::: Source material

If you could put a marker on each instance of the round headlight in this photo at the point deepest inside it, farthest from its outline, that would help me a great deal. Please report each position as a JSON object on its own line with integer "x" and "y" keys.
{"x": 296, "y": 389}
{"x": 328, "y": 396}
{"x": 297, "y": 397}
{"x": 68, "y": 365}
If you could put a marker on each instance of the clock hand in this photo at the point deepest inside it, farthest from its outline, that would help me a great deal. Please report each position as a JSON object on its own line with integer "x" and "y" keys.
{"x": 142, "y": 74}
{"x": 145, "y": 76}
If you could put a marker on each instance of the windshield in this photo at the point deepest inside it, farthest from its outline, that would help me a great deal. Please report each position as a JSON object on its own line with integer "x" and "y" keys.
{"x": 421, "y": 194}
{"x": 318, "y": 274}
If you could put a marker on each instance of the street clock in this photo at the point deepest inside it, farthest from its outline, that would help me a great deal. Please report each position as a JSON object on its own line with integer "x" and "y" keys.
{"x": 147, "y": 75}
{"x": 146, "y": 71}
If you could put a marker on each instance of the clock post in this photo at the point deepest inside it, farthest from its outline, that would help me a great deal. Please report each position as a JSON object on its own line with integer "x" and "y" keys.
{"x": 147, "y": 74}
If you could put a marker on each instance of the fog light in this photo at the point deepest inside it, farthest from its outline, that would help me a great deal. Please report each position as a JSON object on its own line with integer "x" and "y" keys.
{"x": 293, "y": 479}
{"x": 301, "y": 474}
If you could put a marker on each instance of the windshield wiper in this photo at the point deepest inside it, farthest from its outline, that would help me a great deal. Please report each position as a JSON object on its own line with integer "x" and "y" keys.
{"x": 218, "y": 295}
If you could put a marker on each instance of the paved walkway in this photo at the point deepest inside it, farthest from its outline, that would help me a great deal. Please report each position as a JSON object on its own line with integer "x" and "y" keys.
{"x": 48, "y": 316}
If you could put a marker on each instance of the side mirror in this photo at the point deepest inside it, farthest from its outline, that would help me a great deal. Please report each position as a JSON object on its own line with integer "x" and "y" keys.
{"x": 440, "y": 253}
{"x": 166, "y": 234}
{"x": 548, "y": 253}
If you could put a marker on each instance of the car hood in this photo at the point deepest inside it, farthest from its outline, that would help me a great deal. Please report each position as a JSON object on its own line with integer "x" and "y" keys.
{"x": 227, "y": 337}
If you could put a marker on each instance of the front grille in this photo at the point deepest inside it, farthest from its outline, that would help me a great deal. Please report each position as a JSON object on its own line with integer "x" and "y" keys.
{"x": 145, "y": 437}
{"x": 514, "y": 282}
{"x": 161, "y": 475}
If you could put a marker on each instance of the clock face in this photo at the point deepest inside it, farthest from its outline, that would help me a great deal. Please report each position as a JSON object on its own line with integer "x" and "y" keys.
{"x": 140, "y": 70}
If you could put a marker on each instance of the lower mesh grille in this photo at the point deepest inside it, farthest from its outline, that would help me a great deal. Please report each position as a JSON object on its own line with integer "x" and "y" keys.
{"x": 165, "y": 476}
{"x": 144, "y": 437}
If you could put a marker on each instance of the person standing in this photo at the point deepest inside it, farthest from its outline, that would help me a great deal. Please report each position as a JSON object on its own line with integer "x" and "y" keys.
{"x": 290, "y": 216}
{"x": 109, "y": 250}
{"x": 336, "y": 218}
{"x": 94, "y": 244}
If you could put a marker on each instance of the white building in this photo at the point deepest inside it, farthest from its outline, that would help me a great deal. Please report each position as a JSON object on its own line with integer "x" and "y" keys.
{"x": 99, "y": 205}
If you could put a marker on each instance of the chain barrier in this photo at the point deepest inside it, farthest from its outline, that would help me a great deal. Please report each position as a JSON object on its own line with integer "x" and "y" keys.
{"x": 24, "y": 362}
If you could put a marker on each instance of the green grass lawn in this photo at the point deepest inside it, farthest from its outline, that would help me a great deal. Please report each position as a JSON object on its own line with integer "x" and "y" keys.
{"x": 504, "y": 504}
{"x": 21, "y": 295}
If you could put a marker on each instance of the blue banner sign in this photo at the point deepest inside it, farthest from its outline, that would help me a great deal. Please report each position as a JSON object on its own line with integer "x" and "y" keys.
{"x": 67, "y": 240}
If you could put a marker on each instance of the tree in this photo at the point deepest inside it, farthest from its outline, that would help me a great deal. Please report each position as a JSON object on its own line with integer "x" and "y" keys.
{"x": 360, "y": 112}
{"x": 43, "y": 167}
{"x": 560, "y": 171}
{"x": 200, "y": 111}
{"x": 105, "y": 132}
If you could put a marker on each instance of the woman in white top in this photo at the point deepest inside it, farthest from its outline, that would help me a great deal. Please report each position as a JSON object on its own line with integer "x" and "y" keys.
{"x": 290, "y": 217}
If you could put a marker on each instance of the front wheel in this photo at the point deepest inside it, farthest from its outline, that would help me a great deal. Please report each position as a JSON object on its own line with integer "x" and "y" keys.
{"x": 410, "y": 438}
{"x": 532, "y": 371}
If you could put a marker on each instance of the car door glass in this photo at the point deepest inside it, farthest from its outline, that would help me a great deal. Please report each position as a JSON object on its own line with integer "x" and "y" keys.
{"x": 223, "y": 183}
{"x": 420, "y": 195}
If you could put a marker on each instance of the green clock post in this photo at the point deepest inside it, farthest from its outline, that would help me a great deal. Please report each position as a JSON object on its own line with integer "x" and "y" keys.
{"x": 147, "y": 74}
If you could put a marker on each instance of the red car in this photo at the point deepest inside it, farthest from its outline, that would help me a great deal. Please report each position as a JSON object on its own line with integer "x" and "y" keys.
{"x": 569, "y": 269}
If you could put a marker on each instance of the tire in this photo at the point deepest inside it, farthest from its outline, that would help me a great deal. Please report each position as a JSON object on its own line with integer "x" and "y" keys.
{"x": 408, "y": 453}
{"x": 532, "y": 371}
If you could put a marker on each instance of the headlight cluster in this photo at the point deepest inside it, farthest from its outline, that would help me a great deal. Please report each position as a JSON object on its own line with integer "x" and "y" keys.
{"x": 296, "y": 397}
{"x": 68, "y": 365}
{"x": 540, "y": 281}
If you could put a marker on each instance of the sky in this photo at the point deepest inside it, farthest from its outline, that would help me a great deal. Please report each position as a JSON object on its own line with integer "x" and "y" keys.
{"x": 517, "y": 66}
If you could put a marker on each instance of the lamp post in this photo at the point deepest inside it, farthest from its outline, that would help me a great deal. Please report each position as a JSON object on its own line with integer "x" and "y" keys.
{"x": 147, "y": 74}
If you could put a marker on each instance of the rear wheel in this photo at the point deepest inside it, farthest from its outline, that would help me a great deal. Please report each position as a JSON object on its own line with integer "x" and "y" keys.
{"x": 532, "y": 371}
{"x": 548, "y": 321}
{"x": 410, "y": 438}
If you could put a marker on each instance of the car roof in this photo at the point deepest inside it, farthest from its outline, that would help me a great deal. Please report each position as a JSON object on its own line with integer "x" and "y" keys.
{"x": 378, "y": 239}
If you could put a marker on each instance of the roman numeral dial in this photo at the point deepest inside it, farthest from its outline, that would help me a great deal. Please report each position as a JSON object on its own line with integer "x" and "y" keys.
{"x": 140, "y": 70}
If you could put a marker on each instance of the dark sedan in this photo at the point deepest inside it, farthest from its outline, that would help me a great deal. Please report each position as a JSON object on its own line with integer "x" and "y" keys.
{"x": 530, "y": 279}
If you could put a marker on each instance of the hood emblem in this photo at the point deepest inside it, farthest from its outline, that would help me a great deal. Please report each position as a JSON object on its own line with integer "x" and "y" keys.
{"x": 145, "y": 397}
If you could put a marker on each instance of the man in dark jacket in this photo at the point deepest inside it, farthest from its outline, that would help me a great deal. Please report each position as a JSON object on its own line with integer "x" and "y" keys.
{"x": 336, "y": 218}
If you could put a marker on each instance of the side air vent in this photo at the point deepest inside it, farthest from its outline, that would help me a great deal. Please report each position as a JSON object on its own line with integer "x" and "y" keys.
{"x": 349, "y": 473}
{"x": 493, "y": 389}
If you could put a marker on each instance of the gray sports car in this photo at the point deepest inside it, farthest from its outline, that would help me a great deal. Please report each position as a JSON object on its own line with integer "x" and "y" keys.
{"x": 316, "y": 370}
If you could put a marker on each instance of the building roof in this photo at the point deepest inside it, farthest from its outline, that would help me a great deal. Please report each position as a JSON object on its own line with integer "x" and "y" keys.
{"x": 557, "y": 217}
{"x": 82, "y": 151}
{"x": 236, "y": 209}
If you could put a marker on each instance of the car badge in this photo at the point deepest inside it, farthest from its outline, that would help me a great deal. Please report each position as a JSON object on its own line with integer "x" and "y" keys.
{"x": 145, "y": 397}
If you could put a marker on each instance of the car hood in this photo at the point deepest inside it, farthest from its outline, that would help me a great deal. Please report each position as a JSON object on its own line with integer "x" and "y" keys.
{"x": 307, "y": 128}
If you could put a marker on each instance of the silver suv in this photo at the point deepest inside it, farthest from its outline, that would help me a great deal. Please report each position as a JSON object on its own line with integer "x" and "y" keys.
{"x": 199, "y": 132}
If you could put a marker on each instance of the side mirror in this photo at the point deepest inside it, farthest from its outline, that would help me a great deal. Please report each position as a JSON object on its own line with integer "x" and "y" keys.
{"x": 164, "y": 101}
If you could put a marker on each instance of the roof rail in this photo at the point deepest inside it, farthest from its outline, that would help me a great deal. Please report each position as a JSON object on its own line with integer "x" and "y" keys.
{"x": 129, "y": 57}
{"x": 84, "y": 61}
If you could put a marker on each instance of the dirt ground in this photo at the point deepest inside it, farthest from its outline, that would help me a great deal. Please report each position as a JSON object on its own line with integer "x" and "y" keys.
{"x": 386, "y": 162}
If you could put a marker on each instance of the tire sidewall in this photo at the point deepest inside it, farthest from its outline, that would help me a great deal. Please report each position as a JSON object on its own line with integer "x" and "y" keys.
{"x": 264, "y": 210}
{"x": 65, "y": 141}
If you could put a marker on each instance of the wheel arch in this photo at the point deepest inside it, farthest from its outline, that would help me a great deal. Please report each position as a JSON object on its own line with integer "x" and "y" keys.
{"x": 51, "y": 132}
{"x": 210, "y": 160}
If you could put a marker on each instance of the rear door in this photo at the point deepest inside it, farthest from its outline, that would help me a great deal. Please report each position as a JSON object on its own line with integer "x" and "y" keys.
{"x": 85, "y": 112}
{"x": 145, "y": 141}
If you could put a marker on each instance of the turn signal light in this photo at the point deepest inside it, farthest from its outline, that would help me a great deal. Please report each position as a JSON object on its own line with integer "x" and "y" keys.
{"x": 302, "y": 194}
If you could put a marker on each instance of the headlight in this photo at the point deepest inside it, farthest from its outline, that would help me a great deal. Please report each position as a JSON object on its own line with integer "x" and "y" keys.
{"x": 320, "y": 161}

::::::

**Work to be completed**
Using the material above, reproduce exactly the line that contains "the tire sidewall" and all lines after it through the last one, and only those.

**Exercise answer**
If you could put a marker on each instance of the tire sidewall in this photo at the point deepest inside it, farthest from its outline, that would help me a great deal. Please report each position as a JSON object on its own line with integer "x" and "y" keys.
{"x": 264, "y": 210}
{"x": 65, "y": 141}
If you could put a marker on each instance of the wheel arch in this photo at the point deepest inside it, farthest from its outline, that would help me a great deal. Please report each position as a JSON object on its own line with integer "x" and "y" keys.
{"x": 51, "y": 132}
{"x": 210, "y": 160}
If you could put a marker on each instance of the rear door in this photo at the point deepest inside it, farthest from its outline, that would help me a great deal. Please report each position as a JSON object on its own line with integer "x" and "y" keys.
{"x": 85, "y": 112}
{"x": 145, "y": 141}
If you could put a marker on each instance of the turn signal light in this photo at the point deepest inside it, farthest from its outline, that would help me a great deal. Please report each position as a JSON object on its own line with integer "x" and "y" keys.
{"x": 302, "y": 194}
If you could put a marker on each instance of the headlight in this photo at the point deepest inside it, farthest from its outline, that would help me a great deal. Please report each position as a JSON object on its own line with integer "x" and "y" keys.
{"x": 320, "y": 161}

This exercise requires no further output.